**REQUIREMENT**
An exact copy of every record below is needed, with all pictures removed.

****

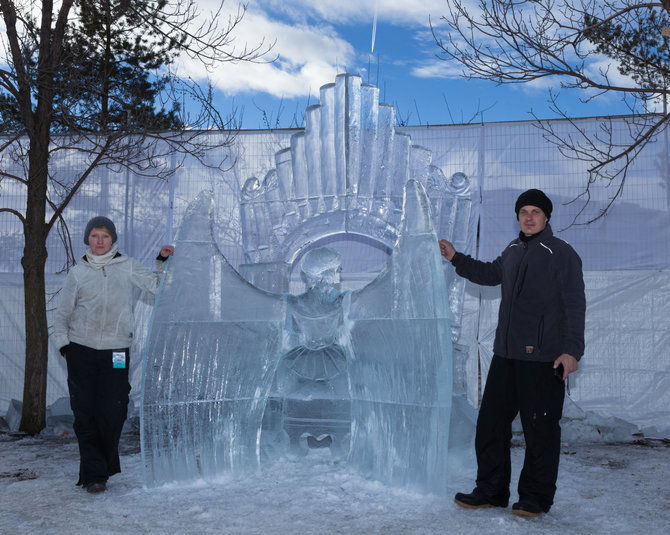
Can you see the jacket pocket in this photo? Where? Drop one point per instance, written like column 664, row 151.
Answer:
column 540, row 332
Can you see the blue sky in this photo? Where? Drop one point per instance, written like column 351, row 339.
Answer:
column 317, row 39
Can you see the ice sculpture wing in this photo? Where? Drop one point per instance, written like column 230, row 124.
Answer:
column 208, row 365
column 401, row 391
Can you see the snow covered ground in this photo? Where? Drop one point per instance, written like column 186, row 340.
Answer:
column 602, row 488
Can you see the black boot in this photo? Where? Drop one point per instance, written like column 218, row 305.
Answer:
column 478, row 500
column 528, row 507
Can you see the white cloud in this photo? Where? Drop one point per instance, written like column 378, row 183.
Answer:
column 399, row 12
column 307, row 57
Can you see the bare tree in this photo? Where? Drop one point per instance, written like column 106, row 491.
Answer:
column 565, row 41
column 58, row 108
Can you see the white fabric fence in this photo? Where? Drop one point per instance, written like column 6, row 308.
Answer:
column 625, row 372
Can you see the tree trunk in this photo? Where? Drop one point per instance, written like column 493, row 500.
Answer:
column 33, row 418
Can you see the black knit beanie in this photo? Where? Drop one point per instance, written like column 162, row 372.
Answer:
column 534, row 197
column 100, row 221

****

**WRITTEN SOLUTION**
Can you see the jacket pocket in this photo? Where? Drop one point per instance, written like column 664, row 151.
Answer:
column 540, row 332
Can you see the blue sky in this photo? Where? Drop one point per instance, written like column 351, row 339.
Answer:
column 317, row 39
Can you see the ice sculpture wing in this photo? Where? Drop one point per instance, written like column 230, row 124.
Answer:
column 208, row 365
column 401, row 391
Can you see the snow covered ground in this photo? Where? Drop one point per instance, written like column 186, row 340.
Answer:
column 602, row 488
Can you see the black boot in this photo? Where? Drop one point per instance, written like column 218, row 305.
Answer:
column 478, row 500
column 528, row 507
Can you see the white cloud in this photo? Where? Drop one point per instance, written like column 378, row 183.
Answer:
column 399, row 12
column 307, row 57
Can you see the bare tree in this photo? Where? Drop one point per instance, written like column 106, row 491.
Answer:
column 565, row 41
column 58, row 108
Can you see the white fabric fence in this photo? Where? Drop one point per instance, written like column 6, row 308.
Answer:
column 625, row 372
Can you see the tree trunk in this photo? Where? Drop one point per instance, written like column 493, row 500.
Answer:
column 33, row 418
Can you see the black knit beanie in this photo? Where? Drop one point per instance, written like column 162, row 372.
Answer:
column 534, row 197
column 100, row 221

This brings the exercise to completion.